WORK TO COMPLETE => All of the records below need to be returned exactly.

Start of Block

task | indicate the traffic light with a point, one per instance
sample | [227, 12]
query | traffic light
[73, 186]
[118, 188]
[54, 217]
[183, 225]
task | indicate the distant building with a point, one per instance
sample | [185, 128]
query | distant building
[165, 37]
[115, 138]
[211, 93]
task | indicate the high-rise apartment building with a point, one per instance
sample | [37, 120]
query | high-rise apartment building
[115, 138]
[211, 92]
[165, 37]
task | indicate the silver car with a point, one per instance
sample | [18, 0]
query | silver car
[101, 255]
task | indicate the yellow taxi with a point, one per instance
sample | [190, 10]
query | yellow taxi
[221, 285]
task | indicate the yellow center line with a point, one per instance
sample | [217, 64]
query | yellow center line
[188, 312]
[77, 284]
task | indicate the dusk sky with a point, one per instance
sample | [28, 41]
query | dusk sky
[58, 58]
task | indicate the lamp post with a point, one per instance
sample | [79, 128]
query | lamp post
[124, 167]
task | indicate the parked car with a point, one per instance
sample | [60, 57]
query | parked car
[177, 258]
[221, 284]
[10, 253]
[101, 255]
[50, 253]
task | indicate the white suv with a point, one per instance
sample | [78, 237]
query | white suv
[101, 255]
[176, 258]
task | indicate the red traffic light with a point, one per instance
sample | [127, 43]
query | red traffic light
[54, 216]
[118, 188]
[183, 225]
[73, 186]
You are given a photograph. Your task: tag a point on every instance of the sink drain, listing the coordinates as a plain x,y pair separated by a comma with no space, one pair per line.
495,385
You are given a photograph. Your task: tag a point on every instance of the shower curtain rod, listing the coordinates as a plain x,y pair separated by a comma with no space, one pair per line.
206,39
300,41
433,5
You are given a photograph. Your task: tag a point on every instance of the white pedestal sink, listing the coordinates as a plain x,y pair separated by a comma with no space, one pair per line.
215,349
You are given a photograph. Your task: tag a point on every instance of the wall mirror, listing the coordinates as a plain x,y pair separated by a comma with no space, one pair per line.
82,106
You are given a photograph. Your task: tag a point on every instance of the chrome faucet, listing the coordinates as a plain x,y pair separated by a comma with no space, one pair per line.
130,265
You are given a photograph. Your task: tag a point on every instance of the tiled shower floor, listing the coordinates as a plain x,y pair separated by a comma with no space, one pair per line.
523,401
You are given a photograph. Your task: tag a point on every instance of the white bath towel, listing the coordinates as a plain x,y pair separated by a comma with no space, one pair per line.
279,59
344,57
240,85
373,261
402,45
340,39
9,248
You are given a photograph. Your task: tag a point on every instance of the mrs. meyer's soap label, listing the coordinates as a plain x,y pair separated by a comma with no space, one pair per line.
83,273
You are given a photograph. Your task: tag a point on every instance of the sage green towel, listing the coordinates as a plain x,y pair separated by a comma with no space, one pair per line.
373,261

End of Block

FINISHED TASK =>
task | indicate the traffic light with a point, one per instance
sample | [227, 12]
query | traffic light
[73, 186]
[118, 188]
[54, 217]
[183, 225]
task | indicate the distant building with a point, one per instance
sample | [185, 128]
query | distant building
[165, 37]
[115, 138]
[211, 93]
task | indicate the high-rise apartment building with a point, one per instance
sample | [37, 120]
query | high-rise apartment building
[115, 138]
[211, 92]
[165, 37]
task | indicate the silver car with a point, one per instance
sample | [18, 0]
query | silver car
[101, 255]
task | indicate the yellow taxi with a point, one per instance
sample | [190, 10]
query | yellow taxi
[221, 285]
task | indicate the yellow center line with a point, one per instance
sample | [217, 64]
query | yellow center line
[188, 312]
[77, 284]
task | indicate the dusk sky with a point, one per instance
sample | [28, 41]
query | dusk sky
[58, 58]
task | indicate the lamp post with a point, one per instance
sample | [79, 128]
query | lamp post
[124, 167]
task | indicate the parked car with a point, one per instance
sample | [60, 57]
query | parked car
[177, 258]
[221, 284]
[10, 253]
[101, 255]
[50, 253]
task | indicate the white suv with a point, one per instance
sample | [78, 237]
query | white suv
[101, 255]
[176, 258]
task | indicate the red traffic light with a point, one per instance
sample | [127, 43]
query | red traffic light
[54, 216]
[118, 188]
[183, 225]
[73, 186]
You are given a photograph. Your task: tag a point on every instance of the sink drain, listing the coordinates as a plain x,y pair separated by a comma with no space, one pair per line.
495,385
You are given a photograph. Your task: tag a point on every instance of the shower curtain rod, listing the coordinates as a plain x,y pair separated by a comma with no space, one pair per line.
206,39
300,41
433,5
You are given a photograph. Your task: tag a point on every instance of the white pedestal sink, listing the coordinates as a plain x,y pair separated by a comma with no space, one pair per line.
215,349
You are given a photograph. Your task: tag a point on every instance of the wall mirror, listing the coordinates as a plain x,y pair separated by a comma with no space, one pair per line.
82,106
You are given a photograph. Your task: tag a point on every instance of the chrome faucet, listing the coordinates as a plain x,y pair separated by a comma with no space, one pair per line.
130,265
You are given a photograph. Your task: tag a point on every instance of the tiled shower floor, listing the coordinates as a plain x,y pair separated by a comma with no space, one pair per line.
523,401
You are given a photograph. Your task: tag a point on every instance of the white bath towel, listing the coordinates as a plain x,y pair separated by a comma with no space, one pair per line.
279,59
344,57
240,85
373,261
402,45
340,39
9,248
You are given a photograph. Your task: tag a point on every instance of the mrs. meyer's soap label, listing the coordinates as a plain x,y pair separated by a comma with no space, one pair per line.
83,273
You are given a photograph. Your task: tag a point on every instance of the sage green towel, listing the coordinates as a plain x,y pair separated by a comma with no space, one pair per line.
373,261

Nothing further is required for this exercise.